■ **Requirement**
Every line from the first one in the data below through the line holding "TARGET = distant mountain ridge" is to be written out exactly, with the pictures omitted.

⟨

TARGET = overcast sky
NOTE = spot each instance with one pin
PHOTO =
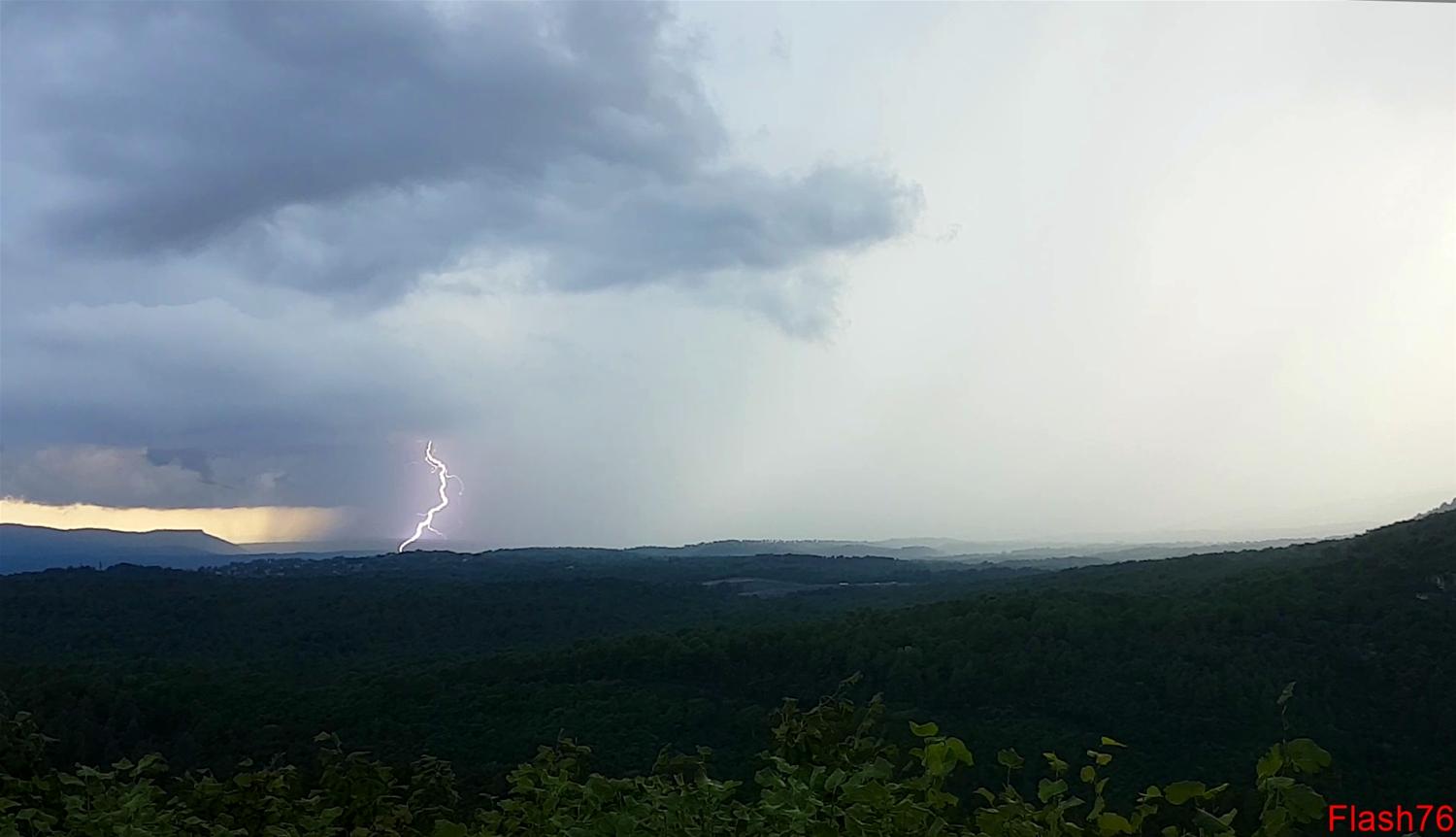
(652, 274)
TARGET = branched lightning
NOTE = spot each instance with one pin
(428, 519)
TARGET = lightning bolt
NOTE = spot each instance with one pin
(443, 472)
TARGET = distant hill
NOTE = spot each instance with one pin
(1444, 507)
(35, 548)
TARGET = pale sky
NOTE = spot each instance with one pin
(672, 274)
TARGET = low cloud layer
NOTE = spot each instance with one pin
(215, 213)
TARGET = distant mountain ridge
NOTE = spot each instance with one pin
(32, 548)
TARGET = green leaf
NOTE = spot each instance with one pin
(1109, 824)
(958, 752)
(1047, 789)
(1307, 755)
(1305, 804)
(1208, 822)
(1009, 758)
(1179, 792)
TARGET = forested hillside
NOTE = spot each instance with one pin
(1178, 658)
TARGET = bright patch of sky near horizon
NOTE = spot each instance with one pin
(1176, 267)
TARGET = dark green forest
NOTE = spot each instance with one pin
(480, 662)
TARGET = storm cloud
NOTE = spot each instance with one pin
(215, 215)
(664, 274)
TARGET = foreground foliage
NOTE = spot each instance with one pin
(829, 772)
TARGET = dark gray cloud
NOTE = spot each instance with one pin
(210, 212)
(347, 148)
(192, 458)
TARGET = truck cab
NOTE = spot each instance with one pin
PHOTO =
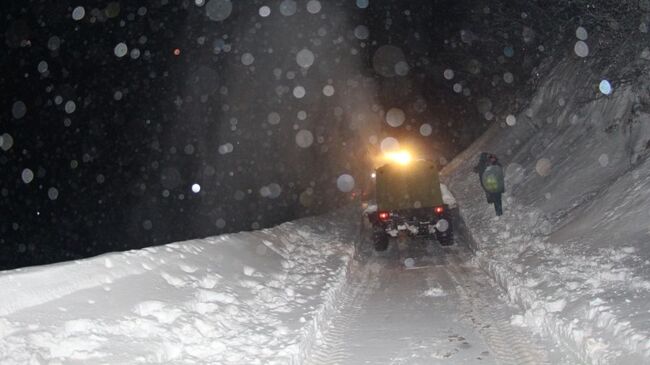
(409, 201)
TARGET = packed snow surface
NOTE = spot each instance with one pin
(247, 298)
(572, 246)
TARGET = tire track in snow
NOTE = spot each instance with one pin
(330, 342)
(509, 344)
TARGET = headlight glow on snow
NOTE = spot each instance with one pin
(400, 157)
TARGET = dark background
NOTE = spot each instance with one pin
(146, 128)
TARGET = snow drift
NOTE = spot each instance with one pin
(572, 248)
(246, 298)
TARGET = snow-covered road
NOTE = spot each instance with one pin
(425, 304)
(291, 294)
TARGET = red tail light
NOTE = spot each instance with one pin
(384, 216)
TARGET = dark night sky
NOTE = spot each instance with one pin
(115, 144)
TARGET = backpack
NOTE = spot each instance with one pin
(492, 179)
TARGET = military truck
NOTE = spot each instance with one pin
(409, 201)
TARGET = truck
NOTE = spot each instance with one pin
(409, 201)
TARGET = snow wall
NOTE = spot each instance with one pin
(247, 298)
(573, 247)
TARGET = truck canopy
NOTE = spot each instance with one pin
(415, 185)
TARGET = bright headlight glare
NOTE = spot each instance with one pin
(401, 157)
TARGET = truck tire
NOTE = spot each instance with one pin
(380, 240)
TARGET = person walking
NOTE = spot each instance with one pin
(490, 174)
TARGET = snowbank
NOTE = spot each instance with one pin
(246, 298)
(572, 247)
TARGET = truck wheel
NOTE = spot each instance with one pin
(445, 240)
(381, 241)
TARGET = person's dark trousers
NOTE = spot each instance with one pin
(496, 199)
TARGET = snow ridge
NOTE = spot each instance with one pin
(571, 248)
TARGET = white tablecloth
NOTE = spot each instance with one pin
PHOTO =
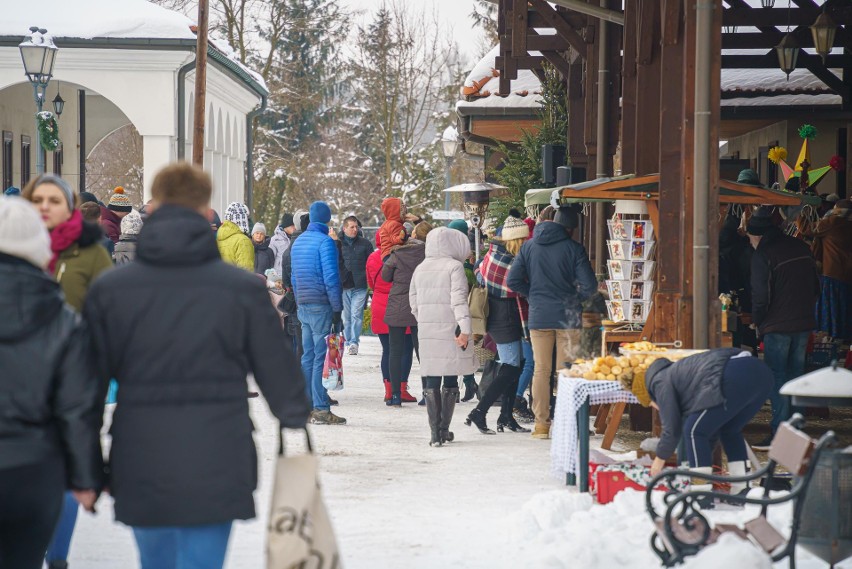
(572, 392)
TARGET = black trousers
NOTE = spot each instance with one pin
(399, 345)
(30, 503)
(434, 381)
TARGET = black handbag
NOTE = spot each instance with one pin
(287, 304)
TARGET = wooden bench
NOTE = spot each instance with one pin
(683, 530)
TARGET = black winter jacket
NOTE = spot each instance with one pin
(355, 258)
(553, 272)
(687, 386)
(51, 403)
(191, 329)
(264, 257)
(784, 285)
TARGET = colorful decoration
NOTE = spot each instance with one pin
(837, 163)
(48, 131)
(808, 131)
(777, 153)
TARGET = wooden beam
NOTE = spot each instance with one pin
(555, 20)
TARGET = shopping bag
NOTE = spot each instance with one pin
(332, 369)
(299, 534)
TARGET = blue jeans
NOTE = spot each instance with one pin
(61, 541)
(785, 356)
(529, 367)
(746, 382)
(187, 547)
(510, 353)
(316, 325)
(354, 300)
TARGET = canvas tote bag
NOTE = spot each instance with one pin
(299, 534)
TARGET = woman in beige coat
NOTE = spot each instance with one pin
(438, 297)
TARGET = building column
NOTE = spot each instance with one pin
(156, 154)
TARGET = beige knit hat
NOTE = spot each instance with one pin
(22, 232)
(514, 228)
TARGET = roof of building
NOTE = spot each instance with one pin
(137, 21)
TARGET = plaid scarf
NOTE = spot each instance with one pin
(494, 270)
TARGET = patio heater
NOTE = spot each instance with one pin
(449, 146)
(38, 54)
(826, 518)
(476, 198)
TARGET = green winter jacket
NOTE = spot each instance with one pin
(79, 264)
(235, 247)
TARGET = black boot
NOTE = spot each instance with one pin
(449, 395)
(506, 419)
(470, 389)
(433, 409)
(522, 411)
(477, 417)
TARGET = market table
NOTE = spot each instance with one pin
(569, 449)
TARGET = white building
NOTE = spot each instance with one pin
(120, 63)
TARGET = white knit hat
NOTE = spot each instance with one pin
(514, 228)
(131, 224)
(22, 232)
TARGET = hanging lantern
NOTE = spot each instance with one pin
(788, 53)
(823, 31)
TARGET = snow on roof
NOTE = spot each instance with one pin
(89, 19)
(481, 88)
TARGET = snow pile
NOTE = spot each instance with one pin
(95, 19)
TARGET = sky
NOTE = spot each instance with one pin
(454, 14)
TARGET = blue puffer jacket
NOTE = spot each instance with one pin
(316, 277)
(553, 272)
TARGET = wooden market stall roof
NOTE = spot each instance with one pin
(646, 188)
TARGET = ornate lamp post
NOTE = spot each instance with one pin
(38, 54)
(449, 146)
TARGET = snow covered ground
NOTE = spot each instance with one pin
(480, 502)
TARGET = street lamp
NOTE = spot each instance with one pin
(449, 146)
(823, 31)
(38, 54)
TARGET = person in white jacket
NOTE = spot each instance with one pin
(438, 298)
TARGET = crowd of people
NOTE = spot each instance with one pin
(174, 307)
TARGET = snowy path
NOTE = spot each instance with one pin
(394, 500)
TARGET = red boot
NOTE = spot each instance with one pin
(406, 396)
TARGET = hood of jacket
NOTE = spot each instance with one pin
(446, 242)
(29, 298)
(547, 233)
(392, 209)
(175, 236)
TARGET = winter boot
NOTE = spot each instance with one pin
(405, 395)
(470, 389)
(702, 485)
(433, 408)
(522, 411)
(477, 417)
(449, 396)
(506, 419)
(738, 469)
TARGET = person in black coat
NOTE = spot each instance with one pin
(51, 403)
(708, 396)
(355, 251)
(784, 290)
(192, 329)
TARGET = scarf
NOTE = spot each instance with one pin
(63, 236)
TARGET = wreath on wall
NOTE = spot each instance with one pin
(48, 131)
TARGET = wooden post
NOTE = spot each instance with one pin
(200, 85)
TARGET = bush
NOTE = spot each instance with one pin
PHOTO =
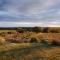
(55, 43)
(37, 29)
(33, 40)
(44, 41)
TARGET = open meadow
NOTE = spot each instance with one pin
(33, 44)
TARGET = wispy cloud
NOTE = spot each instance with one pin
(38, 12)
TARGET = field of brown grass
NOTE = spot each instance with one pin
(29, 45)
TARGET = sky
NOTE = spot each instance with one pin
(26, 13)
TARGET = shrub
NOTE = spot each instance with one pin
(37, 29)
(44, 41)
(33, 40)
(56, 43)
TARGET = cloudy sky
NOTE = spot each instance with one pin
(29, 13)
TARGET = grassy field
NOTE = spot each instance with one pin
(41, 50)
(29, 51)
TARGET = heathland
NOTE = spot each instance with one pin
(30, 43)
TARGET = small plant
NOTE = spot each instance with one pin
(33, 40)
(55, 43)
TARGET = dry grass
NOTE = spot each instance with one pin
(28, 51)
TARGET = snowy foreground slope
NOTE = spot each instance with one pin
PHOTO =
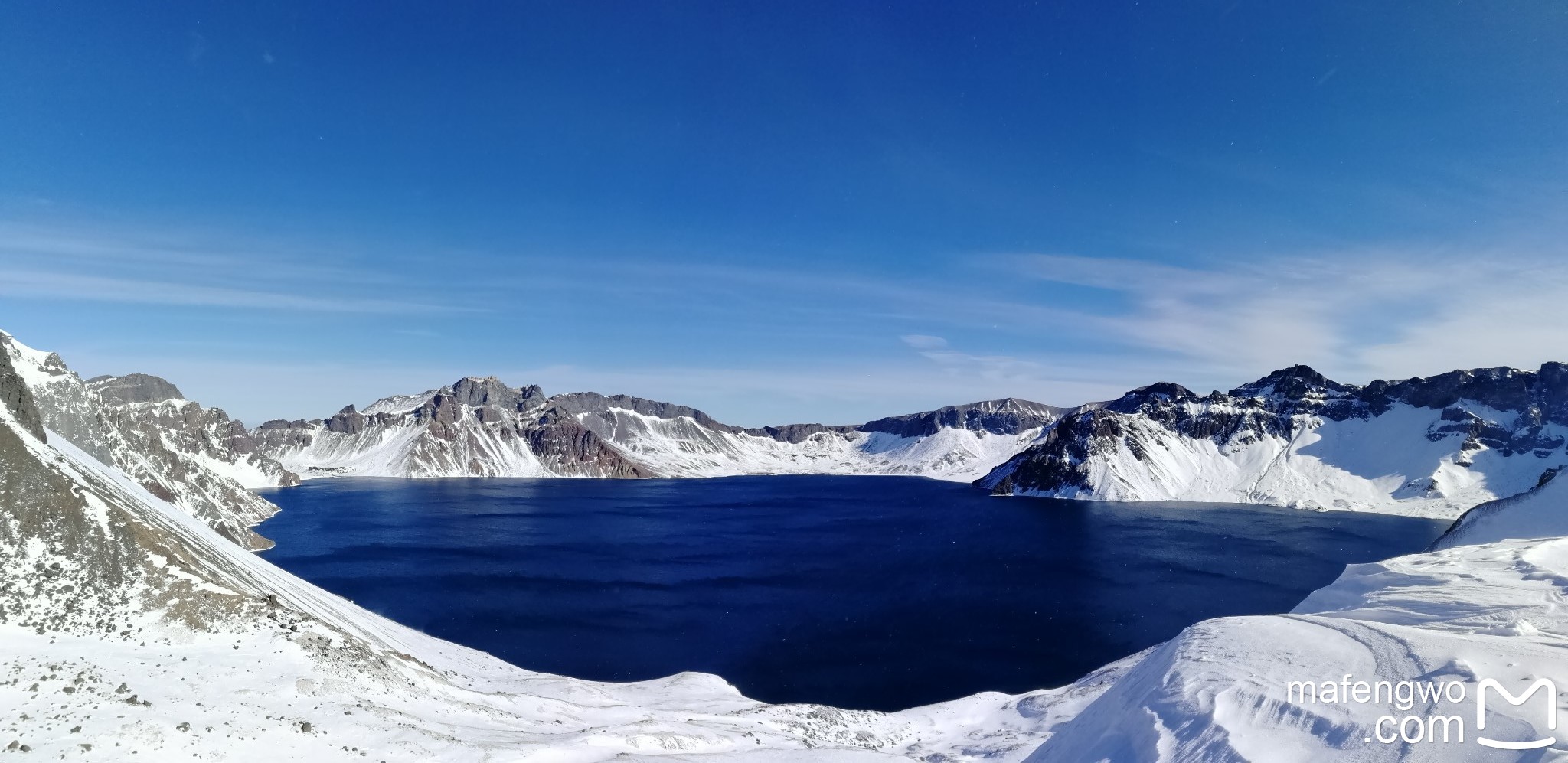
(1222, 690)
(1424, 447)
(485, 428)
(194, 458)
(131, 631)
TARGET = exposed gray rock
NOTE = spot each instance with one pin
(167, 445)
(134, 387)
(18, 399)
(1269, 406)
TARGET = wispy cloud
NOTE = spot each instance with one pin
(1357, 314)
(172, 270)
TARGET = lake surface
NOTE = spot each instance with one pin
(855, 591)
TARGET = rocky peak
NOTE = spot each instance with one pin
(348, 420)
(1294, 383)
(1007, 416)
(488, 390)
(1506, 389)
(1158, 392)
(134, 387)
(18, 399)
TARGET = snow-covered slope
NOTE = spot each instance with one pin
(1222, 690)
(483, 428)
(1426, 447)
(1540, 511)
(129, 631)
(194, 458)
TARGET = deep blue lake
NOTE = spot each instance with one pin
(855, 591)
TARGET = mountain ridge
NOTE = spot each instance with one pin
(480, 426)
(1297, 438)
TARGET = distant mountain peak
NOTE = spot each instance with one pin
(134, 387)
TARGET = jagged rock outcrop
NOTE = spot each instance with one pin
(134, 387)
(194, 458)
(1433, 445)
(479, 426)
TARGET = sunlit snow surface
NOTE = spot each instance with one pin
(1387, 462)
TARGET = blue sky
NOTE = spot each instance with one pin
(781, 212)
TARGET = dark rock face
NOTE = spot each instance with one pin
(1267, 408)
(573, 450)
(134, 387)
(345, 422)
(1008, 416)
(480, 419)
(18, 399)
(493, 392)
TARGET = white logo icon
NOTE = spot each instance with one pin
(1551, 713)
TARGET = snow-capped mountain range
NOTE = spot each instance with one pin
(134, 631)
(1426, 447)
(194, 458)
(480, 426)
(132, 628)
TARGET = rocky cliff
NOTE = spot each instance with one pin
(480, 426)
(194, 458)
(1427, 445)
(131, 631)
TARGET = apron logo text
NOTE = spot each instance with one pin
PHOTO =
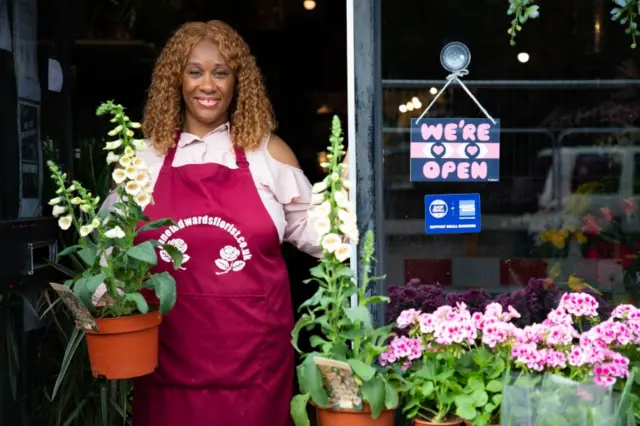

⟩

■ **Response area**
TARGET = overcast sky
NOTE = spot each instance with one pin
PHOTO =
(652, 274)
TARGET = branched lightning
NOTE = spot each instance with one pin
(428, 519)
TARGET = lightning bolt
NOTE = spot each instance with one pin
(443, 472)
TARGET = distant hill
NOTE = spot each instance with one pin
(1444, 507)
(35, 548)
TARGET = pale sky
NOTE = spot each instance with one pin
(672, 274)
TARGET = low cloud layer
NOTE = spot each instance with one pin
(215, 213)
TARGET = distant mountain ridge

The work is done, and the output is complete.